### STATED EXERCISE
In the forum thread on storing mixed-dtype NumPy arrays, what does the poster credit for the 25% size decrease seen with h5py?

-- begin PROVIDED TEXT --

6

I need a way to efficiently store (size & read speed) data using numpy arrays with mixed (heterogeneous) dtypes. Imagine a dataset that has 100M observations, and 5 variables per observation (3 of which are int32, and 2 are float32).

I'm currently storing the data in two gzipped .npy files, one for the ints and one for the floats:

import numpy as np
import gzip as gz

with gz.open('array_ints.npy.gz', 'wb') as fObj:
    np.save(fObj, int_ndarray)

with gz.open('array_floats.npy.gz', 'wb') as fObj:
    np.save(fObj, flt_ndarray)

I've also tried storing the data as a Structured Array, but the final file size is roughly 25% larger than the combined size of storing the ints and floats separately. My data is stretching into the TBs range, so I'm looking for the most efficient way to store it (but I'd like to avoid changing compression algos to something like LZMA).

Is there another way different data types are efficiently stored together, so I can read in both at the same time? I'm starting to look into HD5, but I'm not sure that can help.

EDIT:
Ultimately, I ended up going down the HD5 route with h5py. Relative to gzip-compressed .npy arrays, I actually see a 25% decrease in size using h5py. However, this can be attributed to the shuffle filter. But when saving two arrays in the same file, there is virtually no overhead relative to saving individual files.

I realize that the original question was too broad, and sufficient answers can't be given without the specific format of the data and a representative sample (which I can't really disclose). For this reason, I'm closing the question.

-- end PROVIDED TEXT --
-- begin STORED DATA --

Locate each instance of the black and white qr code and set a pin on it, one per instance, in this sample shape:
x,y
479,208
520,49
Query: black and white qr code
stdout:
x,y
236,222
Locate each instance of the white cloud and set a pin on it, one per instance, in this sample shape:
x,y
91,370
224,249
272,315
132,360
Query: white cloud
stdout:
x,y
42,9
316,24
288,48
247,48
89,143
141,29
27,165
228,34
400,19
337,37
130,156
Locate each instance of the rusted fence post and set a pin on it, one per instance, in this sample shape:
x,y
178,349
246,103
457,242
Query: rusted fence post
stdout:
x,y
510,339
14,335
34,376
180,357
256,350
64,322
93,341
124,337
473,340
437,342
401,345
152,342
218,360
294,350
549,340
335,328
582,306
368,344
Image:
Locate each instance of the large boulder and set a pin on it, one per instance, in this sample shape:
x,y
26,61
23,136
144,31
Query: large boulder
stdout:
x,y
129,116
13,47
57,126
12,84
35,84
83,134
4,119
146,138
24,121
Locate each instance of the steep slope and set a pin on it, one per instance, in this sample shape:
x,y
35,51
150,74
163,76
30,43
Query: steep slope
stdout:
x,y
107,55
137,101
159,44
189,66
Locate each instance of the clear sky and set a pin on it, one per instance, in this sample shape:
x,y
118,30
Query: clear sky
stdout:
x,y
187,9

-- end STORED DATA --
-- begin STORED DATA --

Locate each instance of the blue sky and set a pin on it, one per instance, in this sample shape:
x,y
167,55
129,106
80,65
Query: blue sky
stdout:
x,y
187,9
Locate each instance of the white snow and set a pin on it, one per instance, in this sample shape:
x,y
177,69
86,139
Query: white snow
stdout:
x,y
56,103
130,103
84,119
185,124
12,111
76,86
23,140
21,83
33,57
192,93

-- end STORED DATA --

### WRITTEN REPLY
The shuffle filter.